Society has found a place for some group of people and that place is their hell; where they feel derision, loneliness and identity-death. Society, in safeguarding its wellbeing from perceived danger, endangers the wellbeing of some of its own, it’s a scar on our existence as a human race.
Stigmatisation, the assignment of negative perceptions to an individual because of perceived difference from the population at large has been a global epidemic from time immemorial. It may occur on the basis of: physical appearance (including race or sex), of mental or physical illness, or of various other qualities and other disease conditions such as HIV/ AIDS, Leprosy, Colon Cancer, Erectile Dysfunction and other disorders or disabilities.
For some conditions, the world has been oblivious of the fact that stigma is the biggest obstacle to recovery, treatment, harnessing the potentials and societal acceptance of people living with them. We erroneously claim the conditions are curses, or consequences of their victims’ lifestyles.

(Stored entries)
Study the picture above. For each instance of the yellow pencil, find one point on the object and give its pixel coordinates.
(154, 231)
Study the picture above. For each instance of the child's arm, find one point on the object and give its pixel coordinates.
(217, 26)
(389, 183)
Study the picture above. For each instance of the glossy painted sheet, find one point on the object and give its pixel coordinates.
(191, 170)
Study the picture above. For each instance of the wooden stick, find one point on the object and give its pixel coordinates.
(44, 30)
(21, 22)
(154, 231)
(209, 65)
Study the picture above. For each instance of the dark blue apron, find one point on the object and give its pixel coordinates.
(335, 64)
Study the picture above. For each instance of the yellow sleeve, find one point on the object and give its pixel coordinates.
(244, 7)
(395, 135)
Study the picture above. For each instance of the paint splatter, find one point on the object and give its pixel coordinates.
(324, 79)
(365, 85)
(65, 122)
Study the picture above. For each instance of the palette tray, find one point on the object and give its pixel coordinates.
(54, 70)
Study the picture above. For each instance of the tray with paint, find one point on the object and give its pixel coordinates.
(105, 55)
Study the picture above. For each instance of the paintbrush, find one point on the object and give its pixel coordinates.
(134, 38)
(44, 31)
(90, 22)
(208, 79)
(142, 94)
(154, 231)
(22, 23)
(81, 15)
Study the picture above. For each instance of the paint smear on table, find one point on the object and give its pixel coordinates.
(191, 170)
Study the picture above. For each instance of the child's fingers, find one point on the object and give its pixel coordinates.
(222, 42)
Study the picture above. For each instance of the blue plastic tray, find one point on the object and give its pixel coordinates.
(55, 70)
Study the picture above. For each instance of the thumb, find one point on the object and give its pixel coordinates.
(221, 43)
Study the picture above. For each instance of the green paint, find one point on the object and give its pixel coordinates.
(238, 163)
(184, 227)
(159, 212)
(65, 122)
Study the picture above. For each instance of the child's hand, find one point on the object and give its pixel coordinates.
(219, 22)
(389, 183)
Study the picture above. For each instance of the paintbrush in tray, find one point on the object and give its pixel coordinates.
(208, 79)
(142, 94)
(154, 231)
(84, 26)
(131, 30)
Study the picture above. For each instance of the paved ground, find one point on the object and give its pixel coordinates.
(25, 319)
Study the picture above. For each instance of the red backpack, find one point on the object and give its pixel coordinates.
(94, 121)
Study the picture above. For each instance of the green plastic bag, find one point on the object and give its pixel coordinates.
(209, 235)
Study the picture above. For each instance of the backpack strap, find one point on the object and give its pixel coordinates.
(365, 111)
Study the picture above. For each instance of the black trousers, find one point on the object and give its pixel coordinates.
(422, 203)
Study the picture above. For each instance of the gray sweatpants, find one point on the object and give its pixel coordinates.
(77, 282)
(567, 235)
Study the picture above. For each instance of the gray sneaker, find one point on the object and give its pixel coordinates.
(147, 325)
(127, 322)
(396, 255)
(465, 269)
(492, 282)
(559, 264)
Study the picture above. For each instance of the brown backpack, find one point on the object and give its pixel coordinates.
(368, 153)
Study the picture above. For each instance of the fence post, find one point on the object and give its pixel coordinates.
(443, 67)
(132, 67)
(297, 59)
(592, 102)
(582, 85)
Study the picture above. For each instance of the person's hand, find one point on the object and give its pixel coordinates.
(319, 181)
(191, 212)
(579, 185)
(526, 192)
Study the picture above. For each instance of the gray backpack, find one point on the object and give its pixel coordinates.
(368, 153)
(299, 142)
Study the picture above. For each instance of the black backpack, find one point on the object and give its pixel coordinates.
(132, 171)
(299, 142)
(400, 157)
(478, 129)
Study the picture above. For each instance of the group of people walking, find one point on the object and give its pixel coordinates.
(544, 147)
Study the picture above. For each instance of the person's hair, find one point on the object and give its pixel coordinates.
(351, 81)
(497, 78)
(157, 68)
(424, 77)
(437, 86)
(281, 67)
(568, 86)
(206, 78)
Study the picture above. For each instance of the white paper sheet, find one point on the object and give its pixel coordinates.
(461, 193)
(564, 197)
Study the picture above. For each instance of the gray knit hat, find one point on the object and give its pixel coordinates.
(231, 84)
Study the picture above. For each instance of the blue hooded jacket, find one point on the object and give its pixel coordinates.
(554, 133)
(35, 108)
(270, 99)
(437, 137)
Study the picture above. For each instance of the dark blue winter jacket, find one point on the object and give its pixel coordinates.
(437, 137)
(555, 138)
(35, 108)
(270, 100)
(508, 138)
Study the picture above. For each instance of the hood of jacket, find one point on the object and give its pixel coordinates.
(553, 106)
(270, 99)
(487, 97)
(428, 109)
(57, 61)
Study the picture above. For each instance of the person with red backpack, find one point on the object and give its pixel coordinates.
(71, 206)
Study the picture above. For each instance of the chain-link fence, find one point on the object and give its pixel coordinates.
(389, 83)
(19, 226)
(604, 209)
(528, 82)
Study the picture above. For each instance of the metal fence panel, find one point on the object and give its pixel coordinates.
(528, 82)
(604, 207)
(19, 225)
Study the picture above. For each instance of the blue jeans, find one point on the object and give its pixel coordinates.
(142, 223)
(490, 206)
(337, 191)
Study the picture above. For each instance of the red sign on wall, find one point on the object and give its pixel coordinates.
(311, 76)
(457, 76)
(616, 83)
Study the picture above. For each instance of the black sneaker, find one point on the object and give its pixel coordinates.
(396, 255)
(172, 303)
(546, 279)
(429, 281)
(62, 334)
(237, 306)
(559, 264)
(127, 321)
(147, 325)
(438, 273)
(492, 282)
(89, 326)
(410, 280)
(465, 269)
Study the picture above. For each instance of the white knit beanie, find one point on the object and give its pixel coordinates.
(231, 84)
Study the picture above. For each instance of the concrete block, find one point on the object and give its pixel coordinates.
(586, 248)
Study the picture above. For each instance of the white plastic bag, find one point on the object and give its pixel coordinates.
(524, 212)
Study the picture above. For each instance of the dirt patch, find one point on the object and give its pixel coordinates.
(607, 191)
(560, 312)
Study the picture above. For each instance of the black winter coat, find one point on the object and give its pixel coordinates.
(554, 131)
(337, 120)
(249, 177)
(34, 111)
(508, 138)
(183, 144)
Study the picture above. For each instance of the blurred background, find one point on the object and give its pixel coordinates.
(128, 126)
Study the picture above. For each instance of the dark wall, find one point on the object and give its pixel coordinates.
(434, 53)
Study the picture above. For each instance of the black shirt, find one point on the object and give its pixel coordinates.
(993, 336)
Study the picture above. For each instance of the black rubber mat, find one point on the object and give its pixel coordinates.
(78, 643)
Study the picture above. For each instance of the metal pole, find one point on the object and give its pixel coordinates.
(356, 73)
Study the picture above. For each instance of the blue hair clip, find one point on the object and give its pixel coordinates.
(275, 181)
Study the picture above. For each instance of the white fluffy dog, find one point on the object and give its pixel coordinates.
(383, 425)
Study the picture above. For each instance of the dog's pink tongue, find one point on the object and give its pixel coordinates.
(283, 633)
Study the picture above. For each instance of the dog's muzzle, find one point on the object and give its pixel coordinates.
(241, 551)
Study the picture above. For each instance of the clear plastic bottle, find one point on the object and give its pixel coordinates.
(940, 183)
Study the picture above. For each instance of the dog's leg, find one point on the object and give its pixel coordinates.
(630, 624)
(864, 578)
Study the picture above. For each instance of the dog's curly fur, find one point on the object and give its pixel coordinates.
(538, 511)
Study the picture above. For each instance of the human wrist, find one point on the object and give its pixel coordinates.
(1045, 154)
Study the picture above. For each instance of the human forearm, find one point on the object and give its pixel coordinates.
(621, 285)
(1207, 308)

DIRECTIONS:
**A.** How does the passage on stigmatization define stigmatization?
**B.** Reproduce word for word the part of the passage on stigmatization that opens with the words containing "Stigmatisation, the assignment" and closes with "their victims’ lifestyles.".
**C.** Which disease conditions does the passage on stigmatization name as examples?
The rows were drawn from a separate source.

OUTPUTS IN ORDER:
**A.** It defines it as the assignment of negative perceptions to an individual because of perceived difference from the population at large.

**B.**
Stigmatisation, the assignment of negative perceptions to an individual because of perceived difference from the population at large has been a global epidemic from time immemorial. It may occur on the basis of: physical appearance (including race or sex), of mental or physical illness, or of various other qualities and other disease conditions such as HIV/ AIDS, Leprosy, Colon Cancer, Erectile Dysfunction and other disorders or disabilities.
For some conditions, the world has been oblivious of the fact that stigma is the biggest obstacle to recovery, treatment, harnessing the potentials and societal acceptance of people living with them. We erroneously claim the conditions are curses, or consequences of their victims’ lifestyles.

**C.** HIV/AIDS, Leprosy, Colon Cancer, Erectile Dysfunction